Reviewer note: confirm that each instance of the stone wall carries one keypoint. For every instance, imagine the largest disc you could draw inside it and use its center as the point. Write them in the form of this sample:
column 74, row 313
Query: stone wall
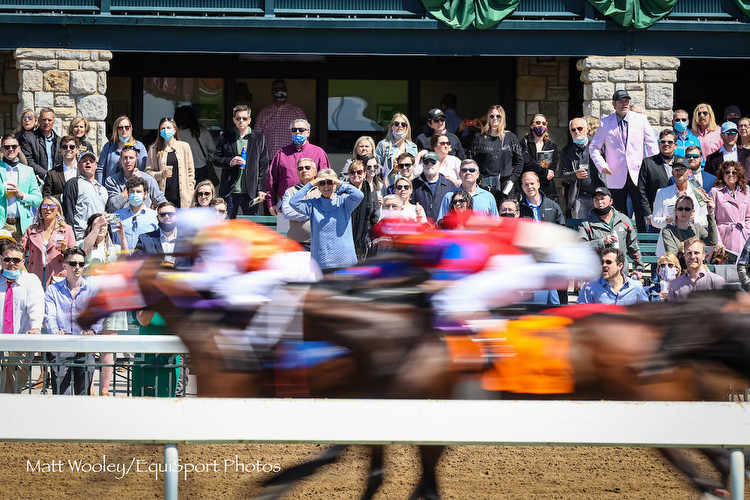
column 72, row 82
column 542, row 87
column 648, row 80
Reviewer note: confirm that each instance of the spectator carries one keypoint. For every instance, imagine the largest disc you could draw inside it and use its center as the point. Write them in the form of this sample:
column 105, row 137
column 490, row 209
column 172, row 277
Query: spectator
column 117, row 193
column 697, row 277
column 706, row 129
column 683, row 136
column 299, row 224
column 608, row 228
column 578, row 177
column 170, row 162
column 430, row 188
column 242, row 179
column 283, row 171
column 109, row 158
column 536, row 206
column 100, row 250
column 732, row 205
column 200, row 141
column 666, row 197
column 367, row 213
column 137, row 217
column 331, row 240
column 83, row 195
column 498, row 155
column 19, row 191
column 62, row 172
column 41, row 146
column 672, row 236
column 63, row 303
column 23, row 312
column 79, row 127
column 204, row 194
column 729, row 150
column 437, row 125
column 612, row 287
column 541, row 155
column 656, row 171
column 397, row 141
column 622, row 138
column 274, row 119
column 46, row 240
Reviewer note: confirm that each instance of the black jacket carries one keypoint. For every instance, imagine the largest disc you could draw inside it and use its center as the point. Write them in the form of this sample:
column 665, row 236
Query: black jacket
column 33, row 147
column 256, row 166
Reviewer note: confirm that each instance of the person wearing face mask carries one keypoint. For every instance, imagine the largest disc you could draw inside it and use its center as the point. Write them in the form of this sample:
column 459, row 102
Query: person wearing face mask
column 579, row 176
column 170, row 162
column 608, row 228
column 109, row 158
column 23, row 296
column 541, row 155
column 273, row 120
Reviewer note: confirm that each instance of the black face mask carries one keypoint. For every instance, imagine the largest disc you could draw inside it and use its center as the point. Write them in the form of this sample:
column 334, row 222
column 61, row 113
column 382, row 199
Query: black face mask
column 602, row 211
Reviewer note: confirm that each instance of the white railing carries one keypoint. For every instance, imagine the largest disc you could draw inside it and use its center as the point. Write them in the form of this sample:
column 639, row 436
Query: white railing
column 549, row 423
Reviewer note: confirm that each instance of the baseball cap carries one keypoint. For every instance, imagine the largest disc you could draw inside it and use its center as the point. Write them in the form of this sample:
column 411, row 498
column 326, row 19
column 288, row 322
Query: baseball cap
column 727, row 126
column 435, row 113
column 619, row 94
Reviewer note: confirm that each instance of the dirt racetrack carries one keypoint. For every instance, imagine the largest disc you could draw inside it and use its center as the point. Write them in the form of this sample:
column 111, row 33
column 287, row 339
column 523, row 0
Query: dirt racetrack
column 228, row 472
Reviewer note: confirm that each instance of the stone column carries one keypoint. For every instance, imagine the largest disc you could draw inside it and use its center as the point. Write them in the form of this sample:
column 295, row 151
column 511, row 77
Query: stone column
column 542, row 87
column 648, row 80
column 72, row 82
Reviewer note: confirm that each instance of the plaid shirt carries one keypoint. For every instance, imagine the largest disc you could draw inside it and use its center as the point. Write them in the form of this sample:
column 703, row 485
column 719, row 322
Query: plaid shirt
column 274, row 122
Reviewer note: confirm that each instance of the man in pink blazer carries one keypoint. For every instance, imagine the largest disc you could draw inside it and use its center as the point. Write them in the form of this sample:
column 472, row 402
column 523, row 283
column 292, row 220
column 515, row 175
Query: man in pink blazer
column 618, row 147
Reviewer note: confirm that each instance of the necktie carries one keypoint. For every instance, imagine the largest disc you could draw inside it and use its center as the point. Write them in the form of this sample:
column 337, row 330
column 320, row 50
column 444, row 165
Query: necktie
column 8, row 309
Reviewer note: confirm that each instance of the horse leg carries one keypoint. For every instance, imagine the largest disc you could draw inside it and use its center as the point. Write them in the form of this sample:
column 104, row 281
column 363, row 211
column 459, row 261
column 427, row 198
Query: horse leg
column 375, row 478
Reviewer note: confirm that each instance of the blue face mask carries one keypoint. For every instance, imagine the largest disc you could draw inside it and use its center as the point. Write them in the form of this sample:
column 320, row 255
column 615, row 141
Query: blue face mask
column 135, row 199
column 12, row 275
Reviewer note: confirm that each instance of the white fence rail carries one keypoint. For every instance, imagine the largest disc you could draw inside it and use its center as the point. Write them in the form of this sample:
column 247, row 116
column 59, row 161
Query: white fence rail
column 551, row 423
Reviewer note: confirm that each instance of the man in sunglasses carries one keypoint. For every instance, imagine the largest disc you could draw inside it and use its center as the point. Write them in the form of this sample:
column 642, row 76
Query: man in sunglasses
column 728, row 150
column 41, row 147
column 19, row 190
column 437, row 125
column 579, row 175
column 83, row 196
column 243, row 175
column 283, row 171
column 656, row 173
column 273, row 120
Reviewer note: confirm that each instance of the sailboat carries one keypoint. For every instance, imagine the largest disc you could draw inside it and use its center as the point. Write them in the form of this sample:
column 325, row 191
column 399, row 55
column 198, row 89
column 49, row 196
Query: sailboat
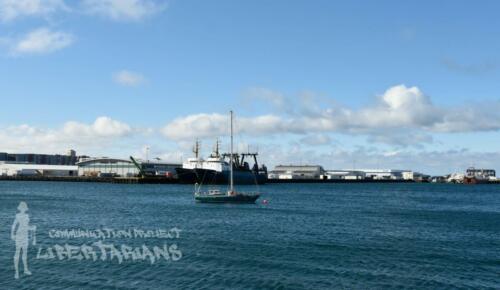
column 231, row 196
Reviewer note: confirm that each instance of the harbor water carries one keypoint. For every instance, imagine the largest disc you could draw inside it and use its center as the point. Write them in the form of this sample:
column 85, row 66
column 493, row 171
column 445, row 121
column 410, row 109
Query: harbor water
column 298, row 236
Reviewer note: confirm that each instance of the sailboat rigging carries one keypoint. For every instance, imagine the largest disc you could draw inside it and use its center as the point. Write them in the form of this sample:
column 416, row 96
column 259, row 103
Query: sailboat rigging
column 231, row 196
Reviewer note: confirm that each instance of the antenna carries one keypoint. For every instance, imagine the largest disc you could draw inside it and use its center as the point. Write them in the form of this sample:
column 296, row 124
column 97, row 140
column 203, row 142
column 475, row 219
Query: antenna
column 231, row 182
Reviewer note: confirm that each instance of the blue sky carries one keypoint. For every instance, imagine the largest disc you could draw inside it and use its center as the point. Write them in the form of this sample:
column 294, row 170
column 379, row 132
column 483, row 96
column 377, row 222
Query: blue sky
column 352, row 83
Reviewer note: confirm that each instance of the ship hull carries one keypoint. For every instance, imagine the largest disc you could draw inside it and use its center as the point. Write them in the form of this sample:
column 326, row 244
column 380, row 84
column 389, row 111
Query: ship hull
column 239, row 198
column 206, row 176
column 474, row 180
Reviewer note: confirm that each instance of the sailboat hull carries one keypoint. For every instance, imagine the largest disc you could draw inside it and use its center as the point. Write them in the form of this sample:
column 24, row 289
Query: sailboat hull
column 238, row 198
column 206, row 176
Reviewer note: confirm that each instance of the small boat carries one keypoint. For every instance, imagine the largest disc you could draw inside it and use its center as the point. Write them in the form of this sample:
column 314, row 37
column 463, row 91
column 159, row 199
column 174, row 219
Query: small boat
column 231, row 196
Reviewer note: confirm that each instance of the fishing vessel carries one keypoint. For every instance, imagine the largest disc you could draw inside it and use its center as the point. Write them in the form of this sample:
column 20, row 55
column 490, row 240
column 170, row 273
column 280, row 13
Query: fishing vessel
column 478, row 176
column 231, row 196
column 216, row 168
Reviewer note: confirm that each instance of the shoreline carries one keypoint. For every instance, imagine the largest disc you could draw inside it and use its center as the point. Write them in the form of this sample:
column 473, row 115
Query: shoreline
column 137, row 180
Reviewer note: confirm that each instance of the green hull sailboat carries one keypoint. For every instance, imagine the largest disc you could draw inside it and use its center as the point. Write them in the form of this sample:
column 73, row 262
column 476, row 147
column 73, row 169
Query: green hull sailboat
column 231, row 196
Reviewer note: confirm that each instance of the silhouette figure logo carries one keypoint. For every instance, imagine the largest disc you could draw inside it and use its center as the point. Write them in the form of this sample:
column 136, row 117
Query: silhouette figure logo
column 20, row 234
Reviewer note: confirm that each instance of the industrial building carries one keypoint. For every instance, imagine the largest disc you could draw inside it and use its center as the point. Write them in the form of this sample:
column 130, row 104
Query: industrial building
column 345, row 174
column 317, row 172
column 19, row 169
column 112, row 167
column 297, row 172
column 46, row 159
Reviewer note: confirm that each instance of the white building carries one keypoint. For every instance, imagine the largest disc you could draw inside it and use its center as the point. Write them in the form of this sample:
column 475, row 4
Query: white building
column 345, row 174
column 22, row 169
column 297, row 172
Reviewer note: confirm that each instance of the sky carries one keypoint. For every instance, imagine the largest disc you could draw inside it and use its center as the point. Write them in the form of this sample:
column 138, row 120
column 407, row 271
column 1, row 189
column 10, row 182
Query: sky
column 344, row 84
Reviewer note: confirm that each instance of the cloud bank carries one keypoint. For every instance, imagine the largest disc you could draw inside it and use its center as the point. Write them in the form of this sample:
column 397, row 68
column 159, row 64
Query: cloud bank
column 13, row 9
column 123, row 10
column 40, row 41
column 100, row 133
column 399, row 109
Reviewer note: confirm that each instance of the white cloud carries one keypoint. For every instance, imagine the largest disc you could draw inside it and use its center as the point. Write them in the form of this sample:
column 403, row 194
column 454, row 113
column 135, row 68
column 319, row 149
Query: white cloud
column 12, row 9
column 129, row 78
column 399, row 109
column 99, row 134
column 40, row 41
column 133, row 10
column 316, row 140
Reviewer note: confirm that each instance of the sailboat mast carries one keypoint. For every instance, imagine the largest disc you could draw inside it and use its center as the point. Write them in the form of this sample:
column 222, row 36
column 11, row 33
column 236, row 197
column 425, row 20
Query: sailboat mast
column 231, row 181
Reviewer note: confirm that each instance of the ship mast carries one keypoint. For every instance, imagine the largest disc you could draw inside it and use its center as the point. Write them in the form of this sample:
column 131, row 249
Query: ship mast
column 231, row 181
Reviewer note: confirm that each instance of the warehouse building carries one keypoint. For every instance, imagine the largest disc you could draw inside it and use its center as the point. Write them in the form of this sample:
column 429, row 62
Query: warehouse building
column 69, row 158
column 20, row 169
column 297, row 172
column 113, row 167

*To do*
Print exactly the lines from the one with "Reviewer note: confirm that each instance of the sailboat mast" through the end of the data, inclusive.

*The completed task*
Reviewer note: confirm that each instance of the sailboat mast carries one keypoint. For every instance, imagine the largest disc you could draw inside it and use its center as the point. Write them in the form of this sample:
column 222, row 36
column 11, row 33
column 236, row 197
column 425, row 20
Query: sailboat mast
column 231, row 181
Reviewer note: confirm that each instance of the ship mast carries one keypoint. For every instance, imagine the largest disc you could draw inside it and use its center as the point. Write them in the form of this sample:
column 131, row 249
Query: ship mast
column 231, row 181
Reviewer note: confirm that each instance of the warehouse building carries one keypoint. For every instance, imagine the largest disc you could draw inside it and use its center as the point. Write them in the form of this sample:
column 429, row 62
Query: warehouse building
column 69, row 158
column 20, row 169
column 297, row 172
column 113, row 167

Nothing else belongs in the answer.